## Stated problem
Recast the listing below as a Markdown table with two columns, Row and Line: Row numbers each line in order, and Line holds the text of that line. Leave out any blank lines.

## Data rows
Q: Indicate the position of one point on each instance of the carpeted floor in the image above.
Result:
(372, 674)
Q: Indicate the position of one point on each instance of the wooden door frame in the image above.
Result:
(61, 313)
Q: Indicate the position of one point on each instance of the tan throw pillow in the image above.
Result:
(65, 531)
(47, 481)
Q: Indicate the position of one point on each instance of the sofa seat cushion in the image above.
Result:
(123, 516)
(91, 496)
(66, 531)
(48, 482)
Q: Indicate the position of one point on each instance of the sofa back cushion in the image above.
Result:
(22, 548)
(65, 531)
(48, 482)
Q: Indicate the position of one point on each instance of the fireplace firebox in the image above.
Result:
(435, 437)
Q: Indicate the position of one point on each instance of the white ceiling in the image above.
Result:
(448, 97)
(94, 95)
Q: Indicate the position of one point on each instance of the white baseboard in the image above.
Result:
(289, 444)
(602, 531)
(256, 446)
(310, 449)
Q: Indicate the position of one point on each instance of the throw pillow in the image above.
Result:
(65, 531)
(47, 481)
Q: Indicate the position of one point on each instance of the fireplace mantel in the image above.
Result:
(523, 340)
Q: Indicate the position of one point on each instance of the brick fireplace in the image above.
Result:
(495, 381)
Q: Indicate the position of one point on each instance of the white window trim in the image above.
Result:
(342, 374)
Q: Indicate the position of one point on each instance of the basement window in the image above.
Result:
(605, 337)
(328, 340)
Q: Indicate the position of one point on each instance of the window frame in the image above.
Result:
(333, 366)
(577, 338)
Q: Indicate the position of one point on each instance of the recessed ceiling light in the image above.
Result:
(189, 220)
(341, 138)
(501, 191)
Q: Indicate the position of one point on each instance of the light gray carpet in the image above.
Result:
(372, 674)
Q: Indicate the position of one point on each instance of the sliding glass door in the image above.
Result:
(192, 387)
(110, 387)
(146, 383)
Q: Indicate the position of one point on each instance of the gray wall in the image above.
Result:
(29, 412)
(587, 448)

## Finished answer
| Row | Line |
|---|---|
| 1 | Q: Indicate the position of one point on each instance of the carpeted floor in the image above. |
| 2 | Result: |
| 3 | (372, 674) |
| 4 | Q: Indicate the position of one point on each instance of the wooden door frame in the image above. |
| 5 | Result: |
| 6 | (61, 313) |
| 7 | Q: Indicate the position of one point on each instance of the tan throw pillow in the image above. |
| 8 | Result: |
| 9 | (65, 531) |
| 10 | (47, 481) |
| 11 | Q: Indicate the position of one point on each instance of the sofa seat cushion in the image above. |
| 12 | Result: |
| 13 | (123, 516) |
| 14 | (91, 496) |
| 15 | (66, 531) |
| 16 | (48, 482) |
| 17 | Q: Indicate the position of one point on each instance of the sofa back cushion in the image above. |
| 18 | Result: |
| 19 | (22, 548) |
| 20 | (65, 531) |
| 21 | (48, 482) |
| 22 | Q: Indicate the position of one point on each instance of the fireplace firebox in the image above. |
| 23 | Result: |
| 24 | (435, 437) |
| 25 | Q: Indicate the position of one point on each instance of the white ceiling in the image above. |
| 26 | Result: |
| 27 | (448, 97) |
| 28 | (94, 95) |
| 29 | Q: Indicate the position of one point on each instance of the white baseboard in the image above. |
| 30 | Result: |
| 31 | (289, 444) |
| 32 | (602, 531) |
| 33 | (256, 446) |
| 34 | (310, 449) |
| 35 | Q: Indicate the position of one point on each instance of the throw pillow in the image above. |
| 36 | Result: |
| 37 | (65, 531) |
| 38 | (47, 481) |
| 39 | Q: Indicate the position of one point on each instance of the fireplace mantel in the image above. |
| 40 | Result: |
| 41 | (523, 340) |
| 42 | Q: Indicate the position of one point on each instance of the brick fireplace in the image above. |
| 43 | Result: |
| 44 | (495, 381) |
| 45 | Q: Indicate the position of one point on each instance of the white window trim in the image above. |
| 46 | Result: |
| 47 | (342, 374) |
| 48 | Q: Indicate the position of one point on each instance of the basement window in the image above. |
| 49 | Result: |
| 50 | (605, 337) |
| 51 | (328, 340) |
| 52 | Q: Indicate the position of one point on each instance of the window frame in the image above. |
| 53 | Result: |
| 54 | (333, 366) |
| 55 | (577, 338) |
| 56 | Q: Indicate the position of one point on each instance of the recessed ceiling light in the image above. |
| 57 | Result: |
| 58 | (189, 220) |
| 59 | (341, 138) |
| 60 | (501, 191) |
| 61 | Q: Indicate the position of one point on each instance of the light gray carpet in the image above. |
| 62 | Result: |
| 63 | (372, 674) |
| 64 | Q: Indicate the position of one point on each instance of the sliding glass door in the image above. |
| 65 | Result: |
| 66 | (192, 387) |
| 67 | (110, 387) |
| 68 | (146, 383) |
| 69 | Q: Indicate the position of one point on each instance of the gray wall in the image above. |
| 70 | Result: |
| 71 | (29, 412) |
| 72 | (587, 448) |